● **Exercise aim**
Your task is to copy every line of the entries that holds the word "Target".

● **Provided data**
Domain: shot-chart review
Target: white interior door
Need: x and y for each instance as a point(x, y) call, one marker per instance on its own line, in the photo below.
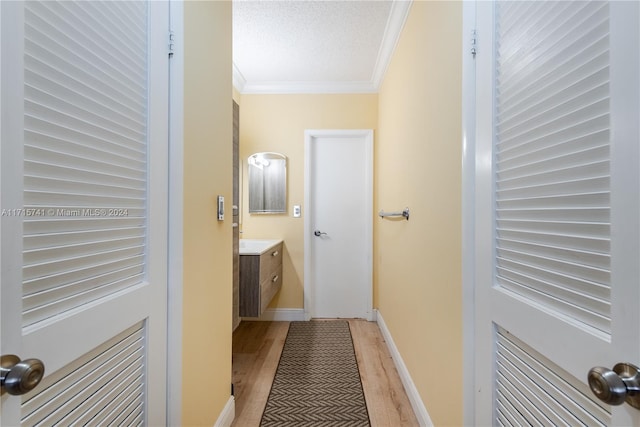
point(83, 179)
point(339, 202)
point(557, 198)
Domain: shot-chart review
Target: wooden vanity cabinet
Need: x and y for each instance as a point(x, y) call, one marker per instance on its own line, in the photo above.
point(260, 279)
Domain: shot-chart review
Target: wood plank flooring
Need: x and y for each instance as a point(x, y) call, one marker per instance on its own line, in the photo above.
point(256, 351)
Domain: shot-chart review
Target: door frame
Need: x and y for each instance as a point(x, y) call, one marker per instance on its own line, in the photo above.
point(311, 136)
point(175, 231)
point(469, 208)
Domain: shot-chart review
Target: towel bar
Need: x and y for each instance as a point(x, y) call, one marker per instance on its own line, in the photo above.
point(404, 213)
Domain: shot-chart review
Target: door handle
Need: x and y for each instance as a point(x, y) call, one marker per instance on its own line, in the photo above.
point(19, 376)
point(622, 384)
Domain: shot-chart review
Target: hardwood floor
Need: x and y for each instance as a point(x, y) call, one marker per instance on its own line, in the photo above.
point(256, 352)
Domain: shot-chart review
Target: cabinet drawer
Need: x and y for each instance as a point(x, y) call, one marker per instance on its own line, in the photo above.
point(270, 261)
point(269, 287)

● **Result**
Target: white interior door
Target: wooden vanity cabinet
Target: wood plank flooring
Target: door frame
Target: towel bar
Target: door handle
Target: hardwood floor
Target: cabinet drawer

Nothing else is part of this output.